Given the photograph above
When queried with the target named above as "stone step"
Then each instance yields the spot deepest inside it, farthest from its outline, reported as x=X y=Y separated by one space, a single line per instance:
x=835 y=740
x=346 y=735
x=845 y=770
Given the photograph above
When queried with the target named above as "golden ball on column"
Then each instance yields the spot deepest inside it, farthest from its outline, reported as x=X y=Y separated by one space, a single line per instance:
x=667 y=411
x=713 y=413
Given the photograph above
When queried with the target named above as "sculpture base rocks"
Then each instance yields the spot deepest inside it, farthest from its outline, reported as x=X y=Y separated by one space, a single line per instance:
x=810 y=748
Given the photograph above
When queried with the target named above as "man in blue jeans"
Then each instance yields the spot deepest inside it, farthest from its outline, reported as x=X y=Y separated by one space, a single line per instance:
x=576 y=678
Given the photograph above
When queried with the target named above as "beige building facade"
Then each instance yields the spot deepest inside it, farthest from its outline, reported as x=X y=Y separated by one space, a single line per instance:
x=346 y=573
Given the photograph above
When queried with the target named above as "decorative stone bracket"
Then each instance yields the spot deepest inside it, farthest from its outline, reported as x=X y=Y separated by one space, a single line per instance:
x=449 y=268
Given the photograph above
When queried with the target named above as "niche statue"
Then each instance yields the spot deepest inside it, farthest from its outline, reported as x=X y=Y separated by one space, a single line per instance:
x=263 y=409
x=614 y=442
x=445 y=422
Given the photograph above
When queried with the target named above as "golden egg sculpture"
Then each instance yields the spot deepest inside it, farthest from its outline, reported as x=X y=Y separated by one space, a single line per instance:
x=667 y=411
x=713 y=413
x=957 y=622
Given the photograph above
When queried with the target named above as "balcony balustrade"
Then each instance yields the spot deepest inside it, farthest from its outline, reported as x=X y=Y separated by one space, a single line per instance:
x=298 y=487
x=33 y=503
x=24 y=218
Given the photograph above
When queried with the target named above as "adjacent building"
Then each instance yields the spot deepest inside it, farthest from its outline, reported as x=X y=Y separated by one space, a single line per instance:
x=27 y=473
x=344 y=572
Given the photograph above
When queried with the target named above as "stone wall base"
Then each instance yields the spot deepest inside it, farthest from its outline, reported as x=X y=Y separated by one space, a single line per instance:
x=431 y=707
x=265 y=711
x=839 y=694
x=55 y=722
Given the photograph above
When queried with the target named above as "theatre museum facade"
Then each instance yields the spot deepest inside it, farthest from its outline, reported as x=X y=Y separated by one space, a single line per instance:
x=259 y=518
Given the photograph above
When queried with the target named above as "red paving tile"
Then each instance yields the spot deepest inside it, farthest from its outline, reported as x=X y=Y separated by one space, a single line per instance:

■ ■ ■ ■

REQUIREMENT: What lines in the data include the string "sculpture"? Copy each one.

RESULT OF THIS TASK:
When queried with the target named above as "sculpture base rocks"
When queried with the target named above as "golden egg sculpture"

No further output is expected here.